____ BRANO FORNITO

Nessuno le faceva la risonanza magnetica prima di 6 mesi: così è morta la donna dimessa 3 volte dall’ospedale

La prima volta che Paula Almeida si era fatta visitare all'ospedale Carlo Poma di Mantova, i medici l'avevano dimessa con una raccomandazione: fare un controllo più approfondito. La 37enne, un paio di settimane prima di morire, accusava forti dolori a un braccio e al torace. Il marito, allora, aveva deciso di accompagnarla al pronto soccorso. Lì i sanitari non avevano trovato nulla di preoccupante, ma le avevano consigliato di sottoporsi a una risonanza magnetica.
Tornata a casa, Almeida si è mossa per prenotare la visita. Subito, però, si è scontrata con l'ormai tipico problema della sanità lombarda, ovvero le liste d'attesa interminabili. La 37enne accusava dei forti dolori, ma il primo posto libero per una risonanza magnetica sarebbe stato dopo sei mesi. Un'eternità. Ecco allora che si è ritrovata costretta a fissarne una a pagamento per il 28 gennaio.
Il peggioramento delle condizioni di salute di Almeida
Alle prime ore del 27 dicembre stava di nuovo male. L'accesso al pronto soccorso del Poma è stato registrato alle 3:58, in codice verde. Anche questo controllo è terminato con le dimissioni. Non passano 24 ore, che Almeida sta di nuovo male. A casa arriva un'ambulanza che la porta in ospedale alle 4:31.

________
____ ELENCO DELLE RIGHE

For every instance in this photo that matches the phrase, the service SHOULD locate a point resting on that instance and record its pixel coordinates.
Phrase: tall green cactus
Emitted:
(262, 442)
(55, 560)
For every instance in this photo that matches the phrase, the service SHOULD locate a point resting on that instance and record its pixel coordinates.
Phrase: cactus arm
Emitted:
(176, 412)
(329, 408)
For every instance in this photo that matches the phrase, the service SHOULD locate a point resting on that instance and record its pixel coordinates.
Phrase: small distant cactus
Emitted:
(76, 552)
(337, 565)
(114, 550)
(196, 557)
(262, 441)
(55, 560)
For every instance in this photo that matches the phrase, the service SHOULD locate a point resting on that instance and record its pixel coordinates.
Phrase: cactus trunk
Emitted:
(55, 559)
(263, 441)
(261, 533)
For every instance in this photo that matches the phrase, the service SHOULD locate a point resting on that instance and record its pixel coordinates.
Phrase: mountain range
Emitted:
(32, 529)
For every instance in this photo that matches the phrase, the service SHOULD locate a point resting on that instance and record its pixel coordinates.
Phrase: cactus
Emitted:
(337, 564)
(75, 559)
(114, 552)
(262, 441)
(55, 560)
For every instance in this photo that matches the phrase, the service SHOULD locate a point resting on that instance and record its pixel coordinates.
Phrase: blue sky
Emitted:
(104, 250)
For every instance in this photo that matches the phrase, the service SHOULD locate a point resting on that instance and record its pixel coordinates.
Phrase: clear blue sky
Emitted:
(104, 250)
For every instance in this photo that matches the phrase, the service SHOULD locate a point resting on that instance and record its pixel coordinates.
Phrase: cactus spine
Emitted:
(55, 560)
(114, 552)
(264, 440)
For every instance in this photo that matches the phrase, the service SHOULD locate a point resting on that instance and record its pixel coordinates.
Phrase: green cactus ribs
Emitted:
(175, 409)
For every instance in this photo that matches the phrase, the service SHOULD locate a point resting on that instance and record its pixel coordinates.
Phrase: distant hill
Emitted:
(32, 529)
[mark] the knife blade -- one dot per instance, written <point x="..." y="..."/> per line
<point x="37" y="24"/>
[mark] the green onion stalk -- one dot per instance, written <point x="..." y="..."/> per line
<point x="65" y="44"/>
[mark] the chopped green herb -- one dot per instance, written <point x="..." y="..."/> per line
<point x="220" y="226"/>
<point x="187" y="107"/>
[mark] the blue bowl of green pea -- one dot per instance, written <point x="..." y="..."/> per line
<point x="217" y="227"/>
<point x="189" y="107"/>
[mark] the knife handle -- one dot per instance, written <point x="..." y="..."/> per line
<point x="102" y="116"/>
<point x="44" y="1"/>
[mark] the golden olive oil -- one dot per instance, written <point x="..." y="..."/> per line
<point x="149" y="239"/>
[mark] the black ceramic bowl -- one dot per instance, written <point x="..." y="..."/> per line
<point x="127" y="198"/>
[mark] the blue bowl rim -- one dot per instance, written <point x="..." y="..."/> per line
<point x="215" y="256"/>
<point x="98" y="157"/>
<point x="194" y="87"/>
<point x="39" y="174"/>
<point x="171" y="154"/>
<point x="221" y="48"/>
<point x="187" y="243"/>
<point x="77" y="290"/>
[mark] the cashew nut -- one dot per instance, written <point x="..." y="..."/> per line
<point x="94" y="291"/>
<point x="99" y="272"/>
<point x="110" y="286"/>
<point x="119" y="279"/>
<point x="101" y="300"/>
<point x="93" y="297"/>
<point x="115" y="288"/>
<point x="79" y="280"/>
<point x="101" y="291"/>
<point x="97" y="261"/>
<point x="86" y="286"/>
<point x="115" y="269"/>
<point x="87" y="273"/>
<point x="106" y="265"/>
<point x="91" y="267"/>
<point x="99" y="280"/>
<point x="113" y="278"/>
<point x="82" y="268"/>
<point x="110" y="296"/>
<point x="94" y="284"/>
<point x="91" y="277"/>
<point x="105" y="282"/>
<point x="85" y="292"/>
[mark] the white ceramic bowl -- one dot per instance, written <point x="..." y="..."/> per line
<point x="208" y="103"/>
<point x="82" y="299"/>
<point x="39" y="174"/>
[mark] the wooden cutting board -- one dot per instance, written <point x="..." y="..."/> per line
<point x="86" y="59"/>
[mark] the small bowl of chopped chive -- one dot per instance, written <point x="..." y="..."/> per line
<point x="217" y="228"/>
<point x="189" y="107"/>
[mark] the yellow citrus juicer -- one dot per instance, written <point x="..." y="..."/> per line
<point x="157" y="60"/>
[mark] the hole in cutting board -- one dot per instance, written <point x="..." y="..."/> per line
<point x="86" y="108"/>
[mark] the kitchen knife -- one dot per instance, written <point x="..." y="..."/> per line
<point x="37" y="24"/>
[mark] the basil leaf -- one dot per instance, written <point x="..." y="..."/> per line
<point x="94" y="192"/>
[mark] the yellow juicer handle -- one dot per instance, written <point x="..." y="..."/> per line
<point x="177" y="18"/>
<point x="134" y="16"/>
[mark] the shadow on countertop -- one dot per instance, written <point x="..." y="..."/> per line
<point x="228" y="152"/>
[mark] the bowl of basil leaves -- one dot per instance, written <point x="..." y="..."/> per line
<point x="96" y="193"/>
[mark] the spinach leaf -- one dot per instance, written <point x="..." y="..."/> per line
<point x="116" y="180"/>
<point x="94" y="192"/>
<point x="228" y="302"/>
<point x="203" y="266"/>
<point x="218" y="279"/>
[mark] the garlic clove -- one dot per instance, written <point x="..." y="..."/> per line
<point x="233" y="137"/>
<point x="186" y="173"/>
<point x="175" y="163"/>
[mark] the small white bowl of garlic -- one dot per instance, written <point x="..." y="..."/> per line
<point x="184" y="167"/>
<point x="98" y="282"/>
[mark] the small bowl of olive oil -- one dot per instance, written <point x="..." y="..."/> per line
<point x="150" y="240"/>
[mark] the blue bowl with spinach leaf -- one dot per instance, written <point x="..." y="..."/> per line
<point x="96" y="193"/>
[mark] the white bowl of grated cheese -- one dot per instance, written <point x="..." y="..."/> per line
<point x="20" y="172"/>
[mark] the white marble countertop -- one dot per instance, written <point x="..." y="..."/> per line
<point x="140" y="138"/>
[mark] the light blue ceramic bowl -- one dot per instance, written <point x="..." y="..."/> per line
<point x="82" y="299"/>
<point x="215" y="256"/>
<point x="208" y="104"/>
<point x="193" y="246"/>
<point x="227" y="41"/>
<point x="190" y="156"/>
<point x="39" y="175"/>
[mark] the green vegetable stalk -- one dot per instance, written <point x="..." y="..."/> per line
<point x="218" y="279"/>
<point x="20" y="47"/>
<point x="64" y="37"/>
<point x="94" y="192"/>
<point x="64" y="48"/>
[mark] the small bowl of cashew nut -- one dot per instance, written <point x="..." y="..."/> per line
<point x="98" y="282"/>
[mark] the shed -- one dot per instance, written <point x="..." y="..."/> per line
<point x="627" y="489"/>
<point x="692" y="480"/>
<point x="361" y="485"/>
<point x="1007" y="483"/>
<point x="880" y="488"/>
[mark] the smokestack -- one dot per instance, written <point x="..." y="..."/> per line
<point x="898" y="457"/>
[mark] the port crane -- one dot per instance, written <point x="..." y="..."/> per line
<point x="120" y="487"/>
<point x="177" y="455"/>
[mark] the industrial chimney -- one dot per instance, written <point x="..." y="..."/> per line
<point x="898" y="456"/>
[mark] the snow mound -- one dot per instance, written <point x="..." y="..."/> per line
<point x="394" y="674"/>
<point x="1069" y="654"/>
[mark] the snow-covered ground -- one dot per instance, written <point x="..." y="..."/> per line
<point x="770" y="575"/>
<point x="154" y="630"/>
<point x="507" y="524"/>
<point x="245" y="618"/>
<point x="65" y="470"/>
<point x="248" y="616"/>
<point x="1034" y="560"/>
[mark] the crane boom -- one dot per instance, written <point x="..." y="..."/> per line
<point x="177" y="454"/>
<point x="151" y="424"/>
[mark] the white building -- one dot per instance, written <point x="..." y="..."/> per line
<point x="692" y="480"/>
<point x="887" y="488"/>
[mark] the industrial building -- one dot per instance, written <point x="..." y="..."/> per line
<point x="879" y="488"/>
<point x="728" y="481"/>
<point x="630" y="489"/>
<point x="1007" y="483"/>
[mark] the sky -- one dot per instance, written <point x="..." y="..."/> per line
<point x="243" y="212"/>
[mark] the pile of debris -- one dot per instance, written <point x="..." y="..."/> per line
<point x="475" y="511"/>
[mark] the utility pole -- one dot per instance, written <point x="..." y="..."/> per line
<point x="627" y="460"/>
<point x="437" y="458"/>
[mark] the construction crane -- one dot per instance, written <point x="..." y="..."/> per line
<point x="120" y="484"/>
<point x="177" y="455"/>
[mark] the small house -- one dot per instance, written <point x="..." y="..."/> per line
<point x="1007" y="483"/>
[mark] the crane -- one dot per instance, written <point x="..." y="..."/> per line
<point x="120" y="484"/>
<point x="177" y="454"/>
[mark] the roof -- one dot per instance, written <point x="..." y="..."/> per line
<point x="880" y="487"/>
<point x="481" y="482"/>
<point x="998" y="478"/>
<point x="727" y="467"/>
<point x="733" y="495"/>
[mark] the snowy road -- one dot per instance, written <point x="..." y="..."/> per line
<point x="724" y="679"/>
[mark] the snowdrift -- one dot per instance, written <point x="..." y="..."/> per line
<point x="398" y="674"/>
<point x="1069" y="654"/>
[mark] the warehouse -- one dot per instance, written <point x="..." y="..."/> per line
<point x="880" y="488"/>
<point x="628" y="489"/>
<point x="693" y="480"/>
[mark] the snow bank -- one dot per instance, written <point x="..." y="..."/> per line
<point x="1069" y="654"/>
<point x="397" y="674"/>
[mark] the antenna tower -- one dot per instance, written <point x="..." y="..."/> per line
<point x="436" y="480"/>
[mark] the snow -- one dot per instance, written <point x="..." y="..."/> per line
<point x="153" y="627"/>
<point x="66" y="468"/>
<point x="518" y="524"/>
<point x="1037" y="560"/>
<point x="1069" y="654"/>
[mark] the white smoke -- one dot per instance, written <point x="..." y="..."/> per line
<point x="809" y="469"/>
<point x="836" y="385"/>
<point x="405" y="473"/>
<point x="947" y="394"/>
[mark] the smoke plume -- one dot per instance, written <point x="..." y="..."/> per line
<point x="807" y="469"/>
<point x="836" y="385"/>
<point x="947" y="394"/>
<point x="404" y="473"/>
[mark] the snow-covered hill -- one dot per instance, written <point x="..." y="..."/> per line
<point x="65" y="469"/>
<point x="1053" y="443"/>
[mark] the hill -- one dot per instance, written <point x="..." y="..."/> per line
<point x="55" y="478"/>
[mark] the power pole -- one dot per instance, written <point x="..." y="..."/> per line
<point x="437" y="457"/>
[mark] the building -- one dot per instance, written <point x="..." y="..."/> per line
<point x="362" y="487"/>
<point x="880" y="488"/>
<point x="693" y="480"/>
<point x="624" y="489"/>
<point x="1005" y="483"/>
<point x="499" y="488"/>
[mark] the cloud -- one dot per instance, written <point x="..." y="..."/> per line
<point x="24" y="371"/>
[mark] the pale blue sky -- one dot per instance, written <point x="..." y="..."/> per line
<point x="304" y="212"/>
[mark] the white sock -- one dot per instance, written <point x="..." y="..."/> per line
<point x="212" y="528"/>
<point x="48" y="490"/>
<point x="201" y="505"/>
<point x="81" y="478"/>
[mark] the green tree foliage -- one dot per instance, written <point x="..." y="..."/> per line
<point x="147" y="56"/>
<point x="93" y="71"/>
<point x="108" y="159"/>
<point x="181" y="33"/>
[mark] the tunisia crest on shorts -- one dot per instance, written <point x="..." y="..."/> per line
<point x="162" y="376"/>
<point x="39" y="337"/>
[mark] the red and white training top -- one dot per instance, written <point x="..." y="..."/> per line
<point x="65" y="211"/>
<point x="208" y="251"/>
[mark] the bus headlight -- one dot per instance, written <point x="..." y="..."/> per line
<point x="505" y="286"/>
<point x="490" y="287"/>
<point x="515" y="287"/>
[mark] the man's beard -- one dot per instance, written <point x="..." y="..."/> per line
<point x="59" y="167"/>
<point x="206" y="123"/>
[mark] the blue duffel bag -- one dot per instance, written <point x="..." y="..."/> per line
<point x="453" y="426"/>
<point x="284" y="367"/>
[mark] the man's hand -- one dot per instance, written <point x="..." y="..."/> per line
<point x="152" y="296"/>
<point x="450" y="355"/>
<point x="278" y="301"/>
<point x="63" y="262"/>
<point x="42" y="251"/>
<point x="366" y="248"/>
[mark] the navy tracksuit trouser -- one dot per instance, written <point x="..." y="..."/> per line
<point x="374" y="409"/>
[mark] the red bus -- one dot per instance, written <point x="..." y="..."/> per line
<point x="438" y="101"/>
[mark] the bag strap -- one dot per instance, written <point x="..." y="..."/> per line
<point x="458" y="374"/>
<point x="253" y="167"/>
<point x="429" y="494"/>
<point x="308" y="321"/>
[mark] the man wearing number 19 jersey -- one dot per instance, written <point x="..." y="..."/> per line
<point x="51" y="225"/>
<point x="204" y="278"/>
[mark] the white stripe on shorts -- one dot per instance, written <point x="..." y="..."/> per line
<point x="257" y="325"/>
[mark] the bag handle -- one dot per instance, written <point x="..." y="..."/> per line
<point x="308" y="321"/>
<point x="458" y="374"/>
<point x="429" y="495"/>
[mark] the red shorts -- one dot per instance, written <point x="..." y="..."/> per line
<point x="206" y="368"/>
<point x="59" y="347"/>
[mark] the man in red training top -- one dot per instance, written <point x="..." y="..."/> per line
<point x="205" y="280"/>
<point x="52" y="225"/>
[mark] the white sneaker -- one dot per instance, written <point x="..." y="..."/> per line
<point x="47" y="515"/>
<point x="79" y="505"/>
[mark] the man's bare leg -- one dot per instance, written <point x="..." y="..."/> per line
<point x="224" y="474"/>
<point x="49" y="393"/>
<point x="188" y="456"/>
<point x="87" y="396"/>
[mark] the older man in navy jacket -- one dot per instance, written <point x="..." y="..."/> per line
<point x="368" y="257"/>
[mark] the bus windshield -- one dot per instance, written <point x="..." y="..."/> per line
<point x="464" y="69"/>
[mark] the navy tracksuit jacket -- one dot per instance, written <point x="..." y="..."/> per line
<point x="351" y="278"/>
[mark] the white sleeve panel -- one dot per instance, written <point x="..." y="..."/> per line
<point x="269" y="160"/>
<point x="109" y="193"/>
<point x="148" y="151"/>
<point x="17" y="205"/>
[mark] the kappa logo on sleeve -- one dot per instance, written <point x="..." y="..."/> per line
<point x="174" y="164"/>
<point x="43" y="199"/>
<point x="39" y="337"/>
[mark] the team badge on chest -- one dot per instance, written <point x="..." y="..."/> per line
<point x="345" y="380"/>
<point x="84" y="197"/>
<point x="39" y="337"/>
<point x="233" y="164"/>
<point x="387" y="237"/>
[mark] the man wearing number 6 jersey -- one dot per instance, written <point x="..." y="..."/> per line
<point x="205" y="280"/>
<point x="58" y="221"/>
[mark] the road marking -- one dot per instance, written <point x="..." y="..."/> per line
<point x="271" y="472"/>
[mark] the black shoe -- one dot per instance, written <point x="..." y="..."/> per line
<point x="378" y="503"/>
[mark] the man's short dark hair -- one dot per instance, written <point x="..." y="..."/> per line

________

DOMANDE SUL MATERIALE =>
A – Rispondi a queste domande sull'articolo sulla morte di Paula Almeida:
(i) Quanti anni aveva Paula Almeida?
(ii) Per quale data aveva fissato la risonanza magnetica a pagamento?
(iii) A che ora è stato registrato il suo accesso al pronto soccorso il 27 dicembre?
B – Elenca tutte le date di calendario e tutti gli orari che compaiono nell'articolo sulla morte di Paula Almeida.
C – Scrivi il seguito dell'articolo sulla morte di Paula Almeida, partendo subito dopo l'ultima frase.

RISPOSTE PER ESERCIZIO =>
A –
(i) 37 anni.
(ii) Il 28 gennaio.
(iii) Alle 3:58.

B – 28 gennaio; 27 dicembre; 3:58; 4:31

C –
È molto agitata, ma i sanitari le dicono di avere pazienza e le viene somministrato un ansiolitico. Intanto il codice verde diventa arancione, ma Almeida torna a casa. Stavolta le sue condizioni peggiorano velocemente, fino a quando i parenti chiamano il 118: "Venite subito, non respira". Almeida muore poco dopo nella sua casa nel quartiere Cittadella, lasciando il marito e due figli di 2 e 6 anni.
Sarà l'autopsia a fare chiarezza sulle cause della morte di Paula Almeida. Sul caso è stata aperta un'inchiesta. La Comunità Piccolo Brasile, l'associazione che raccoglie cittadini brasiliani residenti nel mantovano, attraverso la sua presidente Ana Viera ribadisce: "Non abbiamo dubbi sulla sanità italiana, ma temiamo che in caso di emergenza possano esserci fraintendimenti tra pazienti e dottori, magari per la lingua o perché noi brasiliani siamo particolarmente emotivi".